GLuint GLHelper::ConsumeMailboxToTexture(const gpu::Mailbox& mailbox,
                                         const gpu::SyncToken& sync_token) {
  if (mailbox.IsZero())
    return 0;
  if (sync_token.HasData())
    WaitSyncToken(sync_token);
  GLuint texture =
      gl_->CreateAndConsumeTextureCHROMIUM(GL_TEXTURE_2D, mailbox.name);
  return texture;
}

And finally we find for CreateAndConsumeTextureCHROMIUM (inside gpu/command_buffer/client/gles2_implementation.cc):

GLuint GLES2Implementation::CreateAndConsumeTextureCHROMIUM(
    GLenum target, const GLbyte* data) {
  GPU_CLIENT_SINGLE_THREAD_CHECK();
  GPU_CLIENT_LOG("[" << GetLogPrefix() << "] glCreateAndConsumeTextureCHROMIUM("
                     << static_cast<const void*>(data) << ")");
  const Mailbox& mailbox = *reinterpret_cast<const Mailbox*>(data);
  DCHECK(mailbox.Verify()) << "CreateAndConsumeTextureCHROMIUM was passed a "
= = =
## Problems to work on
- a) According to the code excerpt, what does ConsumeMailboxToTexture return when the mailbox is zero?
- b) Reproduce the part of the code excerpt between "GLuint GLHelper::ConsumeMailboxToTexture(const gpu::Mailbox&" and "if (sync_token.HasData())", inclusive.

## Data excerpt
= = =
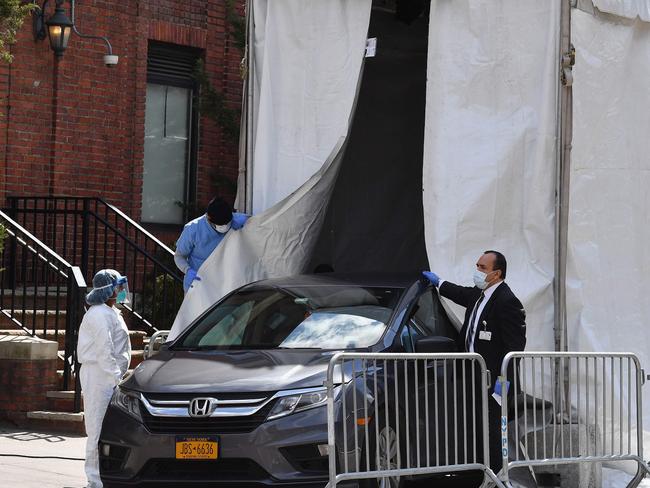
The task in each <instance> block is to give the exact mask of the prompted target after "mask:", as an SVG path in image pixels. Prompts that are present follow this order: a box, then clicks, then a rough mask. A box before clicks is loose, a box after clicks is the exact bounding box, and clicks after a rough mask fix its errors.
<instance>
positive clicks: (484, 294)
= = =
## Task solutions
- a) It returns 0.

- b)
GLuint GLHelper::ConsumeMailboxToTexture(const gpu::Mailbox& mailbox,
                                         const gpu::SyncToken& sync_token) {
  if (mailbox.IsZero())
    return 0;
  if (sync_token.HasData())